Right to Distribute in the Market

The copyright owner has the right to share copies of their work with the public, whether for a price, free distribution, rental, leasing, or lending. This right empowers copyright holders to control the commercial distribution and availability of their creations, whether in physical or digital form.

Right to Communicate to the Public

The only individual with the right to convey a work to the public is the work owner; this includes notifying the public and making the work available through various media, such as broadcasting, webcasting, etc.

It would be considered infringement if the person who is not the owner of the work shared it with the public.

Right of Adaptation

The right of adaptation covers several rights, including conversion, change, and reordering. There is a right to adapt musical, literary, and dramatic works. But computer software is not covered by the right to adaptation.

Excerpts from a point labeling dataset
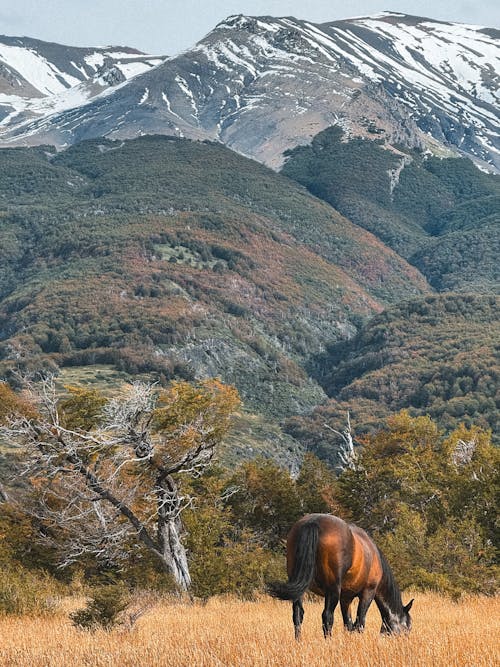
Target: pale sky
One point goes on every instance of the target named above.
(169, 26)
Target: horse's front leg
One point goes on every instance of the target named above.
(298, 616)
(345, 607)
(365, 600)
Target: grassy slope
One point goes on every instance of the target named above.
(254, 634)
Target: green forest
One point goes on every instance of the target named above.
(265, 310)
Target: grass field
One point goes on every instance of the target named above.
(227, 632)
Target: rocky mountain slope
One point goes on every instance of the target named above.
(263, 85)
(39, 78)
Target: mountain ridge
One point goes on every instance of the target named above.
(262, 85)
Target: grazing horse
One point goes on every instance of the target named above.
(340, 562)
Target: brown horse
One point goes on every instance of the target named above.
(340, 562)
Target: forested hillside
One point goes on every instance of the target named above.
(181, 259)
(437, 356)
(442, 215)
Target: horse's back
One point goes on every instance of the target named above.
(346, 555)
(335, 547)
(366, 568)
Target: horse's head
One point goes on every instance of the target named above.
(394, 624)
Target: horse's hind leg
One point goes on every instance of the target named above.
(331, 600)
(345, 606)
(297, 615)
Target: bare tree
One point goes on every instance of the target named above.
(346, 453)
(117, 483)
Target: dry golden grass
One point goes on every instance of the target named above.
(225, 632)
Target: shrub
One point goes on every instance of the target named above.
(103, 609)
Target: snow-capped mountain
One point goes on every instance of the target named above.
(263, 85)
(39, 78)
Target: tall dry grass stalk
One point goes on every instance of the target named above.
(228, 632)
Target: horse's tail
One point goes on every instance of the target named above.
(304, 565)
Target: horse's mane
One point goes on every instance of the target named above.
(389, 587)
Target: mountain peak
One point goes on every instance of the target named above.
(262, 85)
==
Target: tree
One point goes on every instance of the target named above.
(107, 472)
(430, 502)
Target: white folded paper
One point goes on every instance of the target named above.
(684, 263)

GIVEN TASK.
Please return the full copyright passage word for word. Rely on the copyright passage alone, not on the lines.

SOLUTION TO THIS PROBLEM.
Right to Distribute in the Market

The copyright owner has the right to share copies of their work with the public, whether for a price, free distribution, rental, leasing, or lending. This right empowers copyright holders to control the commercial distribution and availability of their creations, whether in physical or digital form.

Right to Communicate to the Public

The only individual with the right to convey a work to the public is the work owner; this includes notifying the public and making the work available through various media, such as broadcasting, webcasting, etc.

It would be considered infringement if the person who is not the owner of the work shared it with the public.

Right of Adaptation

The right of adaptation covers several rights, including conversion, change, and reordering. There is a right to adapt musical, literary, and dramatic works. But computer software is not covered by the right to adaptation.